Dataset entries
***
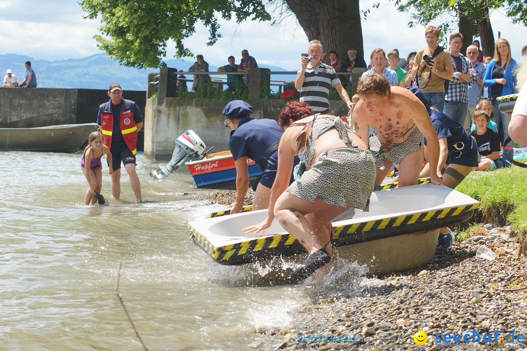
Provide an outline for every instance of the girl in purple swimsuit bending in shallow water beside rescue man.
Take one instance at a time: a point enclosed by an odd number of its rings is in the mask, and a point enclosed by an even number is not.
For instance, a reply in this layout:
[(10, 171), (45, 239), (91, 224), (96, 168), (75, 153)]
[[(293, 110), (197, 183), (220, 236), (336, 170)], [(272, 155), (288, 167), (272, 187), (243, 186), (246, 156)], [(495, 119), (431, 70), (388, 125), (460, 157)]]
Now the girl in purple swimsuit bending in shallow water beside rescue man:
[[(88, 145), (84, 149), (84, 154), (81, 158), (81, 169), (86, 177), (88, 185), (90, 186), (84, 196), (84, 205), (90, 205), (97, 202), (95, 198), (95, 190), (101, 192), (102, 186), (102, 163), (101, 158), (104, 154), (108, 159), (108, 173), (112, 174), (112, 154), (110, 149), (103, 145), (102, 134), (99, 131), (92, 132), (88, 137)], [(84, 165), (89, 164), (90, 167)]]

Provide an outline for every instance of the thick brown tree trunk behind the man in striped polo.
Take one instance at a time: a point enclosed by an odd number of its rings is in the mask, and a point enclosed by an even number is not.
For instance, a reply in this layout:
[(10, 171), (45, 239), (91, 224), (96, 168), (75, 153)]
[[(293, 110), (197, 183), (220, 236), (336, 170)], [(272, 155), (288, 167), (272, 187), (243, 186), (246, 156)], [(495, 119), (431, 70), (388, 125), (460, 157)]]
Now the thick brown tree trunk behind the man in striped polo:
[[(309, 41), (317, 39), (324, 48), (338, 52), (340, 59), (348, 57), (348, 48), (357, 49), (364, 57), (359, 0), (285, 0), (304, 29)], [(307, 49), (308, 43), (306, 43)], [(299, 53), (300, 54), (300, 53)]]

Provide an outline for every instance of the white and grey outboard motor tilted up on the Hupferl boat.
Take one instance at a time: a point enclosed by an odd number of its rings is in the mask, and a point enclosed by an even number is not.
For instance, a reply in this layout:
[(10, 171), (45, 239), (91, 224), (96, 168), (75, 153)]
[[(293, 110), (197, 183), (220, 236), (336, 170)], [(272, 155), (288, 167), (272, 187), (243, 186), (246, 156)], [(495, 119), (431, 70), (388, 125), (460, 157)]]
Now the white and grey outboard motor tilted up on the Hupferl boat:
[(151, 171), (150, 176), (154, 177), (154, 180), (162, 180), (178, 169), (179, 166), (189, 161), (189, 159), (205, 157), (212, 148), (205, 152), (205, 144), (201, 141), (198, 134), (194, 133), (194, 131), (187, 131), (176, 139), (170, 162), (166, 166), (159, 165), (159, 169), (156, 172)]

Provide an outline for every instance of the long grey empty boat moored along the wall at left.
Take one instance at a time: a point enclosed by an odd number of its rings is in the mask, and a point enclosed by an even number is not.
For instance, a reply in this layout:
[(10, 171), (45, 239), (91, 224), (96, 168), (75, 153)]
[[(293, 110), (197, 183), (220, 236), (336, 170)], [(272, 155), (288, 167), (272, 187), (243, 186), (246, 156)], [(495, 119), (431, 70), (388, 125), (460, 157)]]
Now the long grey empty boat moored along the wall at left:
[(0, 128), (0, 151), (74, 153), (96, 128), (96, 123)]

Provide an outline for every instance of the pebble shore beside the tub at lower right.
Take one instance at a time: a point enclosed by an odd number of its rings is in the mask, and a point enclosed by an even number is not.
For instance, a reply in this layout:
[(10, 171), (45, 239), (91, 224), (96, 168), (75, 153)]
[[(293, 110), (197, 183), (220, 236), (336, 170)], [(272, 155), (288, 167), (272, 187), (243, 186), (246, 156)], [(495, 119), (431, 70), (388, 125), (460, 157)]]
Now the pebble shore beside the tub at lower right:
[[(230, 204), (235, 192), (208, 196)], [(250, 204), (252, 193), (246, 197)], [(527, 351), (524, 343), (500, 344), (507, 334), (527, 338), (527, 258), (510, 227), (485, 224), (479, 236), (439, 249), (419, 269), (379, 276), (373, 287), (352, 297), (319, 299), (294, 312), (294, 324), (255, 329), (254, 350), (427, 350), (500, 349)], [(485, 245), (496, 258), (476, 256)], [(474, 330), (473, 330), (474, 329)], [(419, 330), (428, 335), (423, 346), (414, 341)], [(495, 332), (499, 337), (496, 344)], [(304, 340), (299, 338), (299, 333)], [(492, 343), (436, 343), (435, 335), (492, 334)], [(327, 337), (327, 341), (323, 337)], [(340, 337), (340, 339), (338, 338)], [(331, 341), (333, 340), (333, 341)], [(337, 342), (336, 340), (340, 340)], [(345, 342), (344, 340), (348, 340)]]

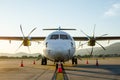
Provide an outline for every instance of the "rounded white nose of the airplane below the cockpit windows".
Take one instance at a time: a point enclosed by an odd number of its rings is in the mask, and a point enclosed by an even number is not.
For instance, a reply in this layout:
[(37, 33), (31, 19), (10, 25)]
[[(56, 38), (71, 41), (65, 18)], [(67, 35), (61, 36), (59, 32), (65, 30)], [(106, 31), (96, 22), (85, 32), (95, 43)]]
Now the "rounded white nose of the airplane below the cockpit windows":
[(68, 42), (47, 42), (46, 49), (44, 50), (46, 56), (54, 61), (63, 61), (71, 58), (74, 50), (71, 48), (71, 44)]

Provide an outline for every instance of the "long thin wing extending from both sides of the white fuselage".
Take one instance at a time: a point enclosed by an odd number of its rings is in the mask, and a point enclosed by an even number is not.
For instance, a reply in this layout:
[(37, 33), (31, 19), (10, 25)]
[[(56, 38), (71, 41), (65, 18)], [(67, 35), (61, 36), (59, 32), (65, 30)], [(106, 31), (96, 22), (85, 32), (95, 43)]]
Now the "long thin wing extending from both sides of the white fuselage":
[[(87, 37), (73, 37), (75, 41), (87, 41)], [(23, 37), (17, 36), (0, 36), (0, 40), (18, 40), (22, 41)], [(43, 41), (45, 37), (30, 37), (31, 41)], [(120, 36), (96, 37), (96, 40), (120, 40)]]

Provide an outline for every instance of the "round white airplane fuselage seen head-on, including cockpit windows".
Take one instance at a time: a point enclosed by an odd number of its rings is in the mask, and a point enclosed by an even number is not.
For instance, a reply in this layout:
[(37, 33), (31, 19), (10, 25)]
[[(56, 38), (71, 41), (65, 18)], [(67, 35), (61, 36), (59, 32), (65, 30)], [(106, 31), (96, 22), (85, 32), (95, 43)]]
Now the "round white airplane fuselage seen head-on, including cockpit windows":
[(68, 61), (73, 57), (74, 53), (75, 41), (64, 31), (52, 32), (44, 41), (42, 55), (51, 61)]

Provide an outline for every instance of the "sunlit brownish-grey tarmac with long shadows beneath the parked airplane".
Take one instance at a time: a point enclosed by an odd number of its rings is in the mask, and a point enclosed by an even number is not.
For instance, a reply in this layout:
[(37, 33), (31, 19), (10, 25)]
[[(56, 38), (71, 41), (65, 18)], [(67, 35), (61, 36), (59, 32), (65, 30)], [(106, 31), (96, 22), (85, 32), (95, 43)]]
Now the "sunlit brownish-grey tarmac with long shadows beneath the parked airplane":
[[(63, 65), (69, 80), (120, 80), (120, 57), (100, 58), (98, 66), (93, 58), (78, 60), (78, 65), (71, 61)], [(0, 80), (52, 80), (54, 71), (51, 61), (41, 65), (40, 60), (34, 64), (34, 59), (0, 59)]]

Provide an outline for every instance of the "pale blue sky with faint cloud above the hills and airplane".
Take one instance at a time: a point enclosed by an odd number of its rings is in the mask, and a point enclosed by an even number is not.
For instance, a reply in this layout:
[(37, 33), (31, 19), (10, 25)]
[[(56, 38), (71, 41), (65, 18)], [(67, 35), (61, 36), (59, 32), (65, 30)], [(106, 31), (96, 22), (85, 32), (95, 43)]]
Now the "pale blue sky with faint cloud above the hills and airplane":
[[(75, 28), (67, 31), (72, 36), (120, 35), (120, 0), (0, 0), (0, 36), (22, 36), (35, 27), (31, 36), (47, 36), (52, 31), (44, 28)], [(14, 53), (20, 41), (0, 41), (0, 52)], [(39, 52), (41, 45), (32, 42), (31, 51)], [(28, 52), (22, 46), (18, 52)]]

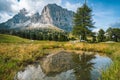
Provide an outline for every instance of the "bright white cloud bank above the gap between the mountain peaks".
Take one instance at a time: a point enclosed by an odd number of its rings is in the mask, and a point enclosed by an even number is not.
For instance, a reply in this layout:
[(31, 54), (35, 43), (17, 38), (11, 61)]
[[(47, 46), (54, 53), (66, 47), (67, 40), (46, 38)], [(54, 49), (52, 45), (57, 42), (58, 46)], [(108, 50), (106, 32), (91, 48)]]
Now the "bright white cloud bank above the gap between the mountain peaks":
[[(13, 7), (16, 10), (20, 10), (22, 8), (27, 9), (28, 11), (39, 11), (41, 12), (41, 10), (43, 9), (43, 7), (47, 4), (50, 3), (56, 3), (56, 4), (61, 4), (61, 0), (21, 0), (20, 2), (18, 2), (15, 7)], [(18, 6), (18, 7), (17, 7)]]

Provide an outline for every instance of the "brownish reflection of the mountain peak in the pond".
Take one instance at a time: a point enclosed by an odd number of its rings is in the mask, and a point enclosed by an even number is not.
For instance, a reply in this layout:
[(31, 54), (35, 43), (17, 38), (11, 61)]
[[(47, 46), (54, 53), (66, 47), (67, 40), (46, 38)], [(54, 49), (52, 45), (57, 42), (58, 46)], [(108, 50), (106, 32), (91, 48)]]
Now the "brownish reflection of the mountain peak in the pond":
[(72, 69), (73, 66), (73, 54), (65, 51), (49, 55), (41, 63), (41, 67), (47, 75)]

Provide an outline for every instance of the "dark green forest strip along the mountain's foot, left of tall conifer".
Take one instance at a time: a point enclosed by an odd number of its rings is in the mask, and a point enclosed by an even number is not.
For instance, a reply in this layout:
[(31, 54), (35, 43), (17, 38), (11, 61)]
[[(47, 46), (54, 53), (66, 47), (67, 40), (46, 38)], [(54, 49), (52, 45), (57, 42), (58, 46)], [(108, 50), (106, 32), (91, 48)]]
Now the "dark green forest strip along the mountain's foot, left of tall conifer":
[(31, 40), (68, 41), (68, 33), (52, 29), (32, 30), (0, 30), (2, 34), (10, 34)]

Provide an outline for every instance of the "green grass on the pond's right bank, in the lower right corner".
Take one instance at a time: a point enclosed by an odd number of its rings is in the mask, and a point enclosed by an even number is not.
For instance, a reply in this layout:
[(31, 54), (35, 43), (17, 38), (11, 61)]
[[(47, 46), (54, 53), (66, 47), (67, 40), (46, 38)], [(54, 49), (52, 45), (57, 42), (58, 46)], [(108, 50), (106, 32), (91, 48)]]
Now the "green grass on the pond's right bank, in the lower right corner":
[(117, 50), (117, 48), (120, 48), (119, 46), (116, 44), (116, 51), (110, 55), (113, 64), (106, 71), (102, 72), (102, 80), (120, 80), (120, 49)]

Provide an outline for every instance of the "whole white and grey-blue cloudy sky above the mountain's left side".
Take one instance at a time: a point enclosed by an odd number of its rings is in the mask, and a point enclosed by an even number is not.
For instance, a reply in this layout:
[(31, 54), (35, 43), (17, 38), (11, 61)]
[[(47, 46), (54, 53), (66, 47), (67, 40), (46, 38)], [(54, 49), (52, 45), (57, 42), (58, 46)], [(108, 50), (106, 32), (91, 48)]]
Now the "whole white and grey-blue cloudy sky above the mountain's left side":
[(0, 23), (5, 22), (19, 12), (27, 9), (29, 12), (41, 12), (43, 7), (50, 3), (60, 5), (62, 0), (0, 0)]

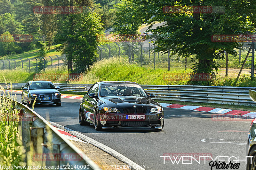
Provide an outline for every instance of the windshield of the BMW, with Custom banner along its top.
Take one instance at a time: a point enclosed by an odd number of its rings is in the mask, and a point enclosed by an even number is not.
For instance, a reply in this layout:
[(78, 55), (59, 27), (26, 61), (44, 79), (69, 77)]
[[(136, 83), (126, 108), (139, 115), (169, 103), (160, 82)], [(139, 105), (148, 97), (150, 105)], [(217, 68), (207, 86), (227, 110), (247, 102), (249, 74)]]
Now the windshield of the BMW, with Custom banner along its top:
[(147, 97), (147, 93), (140, 85), (134, 84), (105, 84), (101, 85), (100, 96), (140, 96)]

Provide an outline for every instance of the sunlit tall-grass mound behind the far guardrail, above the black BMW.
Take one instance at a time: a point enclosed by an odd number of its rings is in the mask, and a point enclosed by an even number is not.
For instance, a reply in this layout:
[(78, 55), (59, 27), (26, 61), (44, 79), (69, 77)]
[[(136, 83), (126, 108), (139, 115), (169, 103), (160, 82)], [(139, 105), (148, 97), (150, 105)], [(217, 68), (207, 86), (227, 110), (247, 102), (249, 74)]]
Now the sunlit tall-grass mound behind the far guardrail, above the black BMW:
[(140, 67), (136, 63), (118, 57), (103, 59), (94, 63), (91, 68), (83, 74), (79, 81), (70, 83), (95, 83), (97, 81), (133, 81), (139, 84), (165, 85), (165, 84), (187, 84), (187, 81), (166, 81), (164, 74), (189, 73), (191, 70), (173, 69), (171, 71), (147, 67)]

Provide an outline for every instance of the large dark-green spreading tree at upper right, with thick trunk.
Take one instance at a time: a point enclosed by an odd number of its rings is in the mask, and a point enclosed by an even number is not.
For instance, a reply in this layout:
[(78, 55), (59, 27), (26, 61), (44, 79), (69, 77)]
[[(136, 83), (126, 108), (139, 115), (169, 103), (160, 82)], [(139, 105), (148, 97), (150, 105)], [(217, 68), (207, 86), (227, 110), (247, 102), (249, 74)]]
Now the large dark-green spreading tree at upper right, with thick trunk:
[[(164, 23), (152, 30), (157, 48), (155, 52), (170, 52), (178, 57), (198, 59), (194, 73), (214, 73), (215, 59), (224, 59), (224, 52), (237, 55), (236, 42), (212, 42), (214, 34), (239, 34), (255, 31), (255, 2), (252, 0), (133, 0), (142, 4), (141, 14), (148, 23)], [(164, 13), (164, 6), (223, 6), (225, 13)], [(221, 54), (221, 55), (220, 55)], [(194, 60), (195, 61), (195, 60)]]

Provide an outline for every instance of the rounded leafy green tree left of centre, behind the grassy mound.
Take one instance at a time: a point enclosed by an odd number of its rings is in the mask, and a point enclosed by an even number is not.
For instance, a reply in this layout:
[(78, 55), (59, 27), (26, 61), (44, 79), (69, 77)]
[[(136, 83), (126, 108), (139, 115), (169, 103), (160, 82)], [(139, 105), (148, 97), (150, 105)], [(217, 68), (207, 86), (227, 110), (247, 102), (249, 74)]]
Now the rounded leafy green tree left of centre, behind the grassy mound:
[[(84, 72), (97, 55), (97, 34), (102, 33), (99, 14), (87, 11), (80, 14), (70, 14), (63, 21), (58, 41), (62, 42), (60, 50), (67, 55), (69, 72)], [(71, 63), (71, 64), (72, 64)]]

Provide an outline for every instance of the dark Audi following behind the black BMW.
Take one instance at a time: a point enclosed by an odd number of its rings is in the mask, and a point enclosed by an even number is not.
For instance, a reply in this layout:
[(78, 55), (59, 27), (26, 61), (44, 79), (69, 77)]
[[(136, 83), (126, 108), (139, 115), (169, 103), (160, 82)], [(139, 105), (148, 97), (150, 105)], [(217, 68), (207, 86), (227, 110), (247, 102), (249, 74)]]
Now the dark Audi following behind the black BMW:
[(21, 103), (26, 103), (31, 107), (39, 104), (56, 104), (61, 106), (61, 94), (57, 90), (59, 86), (55, 87), (50, 81), (30, 81), (22, 90)]

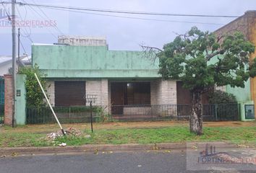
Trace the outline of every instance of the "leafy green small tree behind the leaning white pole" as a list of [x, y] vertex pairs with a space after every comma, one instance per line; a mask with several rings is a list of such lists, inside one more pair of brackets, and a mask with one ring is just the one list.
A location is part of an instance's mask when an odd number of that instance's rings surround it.
[[26, 106], [27, 107], [41, 107], [45, 106], [46, 102], [44, 102], [43, 92], [40, 89], [38, 81], [35, 79], [35, 75], [38, 75], [38, 78], [43, 86], [43, 89], [46, 89], [46, 80], [43, 79], [42, 74], [39, 71], [39, 67], [35, 64], [33, 68], [24, 67], [21, 68], [19, 74], [26, 75], [25, 88], [26, 88]]

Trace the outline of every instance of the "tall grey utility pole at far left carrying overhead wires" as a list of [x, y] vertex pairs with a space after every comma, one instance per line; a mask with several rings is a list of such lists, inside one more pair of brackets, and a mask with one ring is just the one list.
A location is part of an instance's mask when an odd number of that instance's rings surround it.
[[15, 3], [12, 0], [12, 127], [16, 126], [16, 28], [15, 28]]

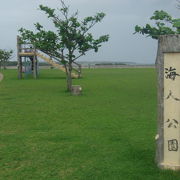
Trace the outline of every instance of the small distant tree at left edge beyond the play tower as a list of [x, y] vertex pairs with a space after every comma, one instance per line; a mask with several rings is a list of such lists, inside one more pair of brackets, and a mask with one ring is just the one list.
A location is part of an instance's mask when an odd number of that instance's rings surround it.
[[0, 69], [3, 66], [6, 69], [6, 65], [8, 60], [12, 57], [13, 51], [12, 50], [3, 50], [0, 49]]

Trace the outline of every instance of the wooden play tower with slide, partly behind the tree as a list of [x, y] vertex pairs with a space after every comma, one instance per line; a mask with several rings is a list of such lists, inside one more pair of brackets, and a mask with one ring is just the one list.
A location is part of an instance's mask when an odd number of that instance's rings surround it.
[[[22, 79], [28, 74], [32, 74], [36, 79], [39, 74], [38, 58], [51, 64], [53, 67], [66, 72], [64, 65], [57, 63], [48, 54], [41, 52], [39, 49], [33, 47], [30, 43], [22, 43], [19, 36], [17, 36], [17, 59], [18, 59], [18, 78]], [[81, 65], [73, 63], [72, 78], [81, 77]]]

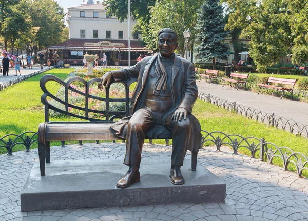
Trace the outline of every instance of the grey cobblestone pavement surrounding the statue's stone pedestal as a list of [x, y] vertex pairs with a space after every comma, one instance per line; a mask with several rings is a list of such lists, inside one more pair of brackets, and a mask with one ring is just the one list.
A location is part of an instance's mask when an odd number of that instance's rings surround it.
[[[171, 147], [144, 145], [143, 157], [170, 156]], [[308, 220], [308, 180], [258, 159], [200, 150], [198, 161], [227, 184], [225, 203], [20, 211], [20, 192], [37, 159], [37, 149], [0, 155], [0, 221], [3, 220]], [[189, 151], [188, 151], [189, 152]], [[51, 147], [51, 160], [119, 159], [125, 144]], [[187, 156], [190, 157], [190, 156]], [[198, 168], [197, 168], [198, 169]]]

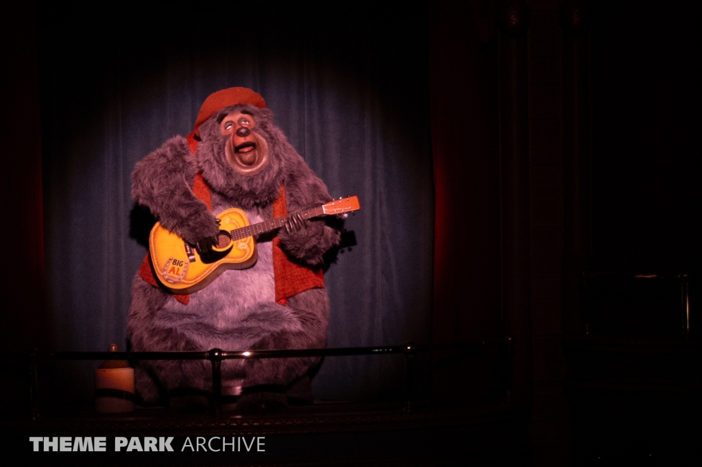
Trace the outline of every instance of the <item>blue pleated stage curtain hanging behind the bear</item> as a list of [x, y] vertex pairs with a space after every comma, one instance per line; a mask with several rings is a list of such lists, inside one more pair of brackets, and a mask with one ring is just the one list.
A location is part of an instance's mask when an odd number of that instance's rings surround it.
[[[149, 221], [130, 197], [133, 166], [189, 133], [206, 96], [229, 86], [264, 96], [332, 195], [360, 198], [326, 272], [329, 346], [428, 343], [428, 28], [424, 8], [406, 10], [38, 6], [47, 347], [124, 348]], [[88, 400], [94, 366], [62, 368], [57, 397]], [[314, 390], [378, 397], [401, 383], [402, 357], [334, 357]]]

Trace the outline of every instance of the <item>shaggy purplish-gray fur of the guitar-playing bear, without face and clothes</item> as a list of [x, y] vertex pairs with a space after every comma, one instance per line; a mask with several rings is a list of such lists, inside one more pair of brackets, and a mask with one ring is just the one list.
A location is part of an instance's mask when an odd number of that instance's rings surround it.
[[[226, 138], [219, 134], [221, 112], [246, 108], [269, 146], [270, 163], [254, 176], [236, 173], [225, 159]], [[272, 217], [272, 202], [286, 188], [289, 212], [328, 202], [326, 186], [314, 175], [272, 124], [272, 113], [250, 105], [228, 107], [200, 127], [197, 157], [185, 138], [166, 141], [135, 166], [132, 193], [164, 227], [189, 242], [214, 235], [218, 228], [204, 203], [190, 187], [197, 170], [211, 188], [213, 211], [244, 209], [251, 223]], [[213, 225], [214, 223], [214, 225]], [[298, 232], [279, 232], [293, 261], [321, 265], [322, 255], [339, 241], [339, 232], [324, 221], [307, 221]], [[317, 348], [326, 345], [329, 298], [326, 289], [290, 297], [286, 306], [274, 302], [272, 242], [260, 242], [258, 261], [246, 270], [227, 270], [183, 305], [137, 275], [132, 286], [128, 337], [133, 350], [224, 350]], [[226, 360], [223, 386], [289, 385], [317, 362], [314, 358]], [[208, 362], [143, 362], [136, 384], [145, 402], [156, 402], [168, 390], [211, 388]]]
***
Lines with "item" in the records above: copy every one of them.

YOUR SOLUTION:
Trace the outline of every instance of the <item>blue pleated stage curtain hanging behind the bear</item> as a list of [x, y] vertex pairs with a space after every comma, one instance per line; a mask with several rings is a list of such lists, inside one more pair of brackets, and a mask with one ring is just the one list.
Trace the outline of every instance of the <item>shaggy purplish-gray fur of the guitar-playing bear, without face and clothes</item> as a list of [x, y] vertex pairs with a space after every comma, one instance per line; a mask with several rings is a list of such lists, inside one more pair of brackets, and a mask with one ring is just the one list.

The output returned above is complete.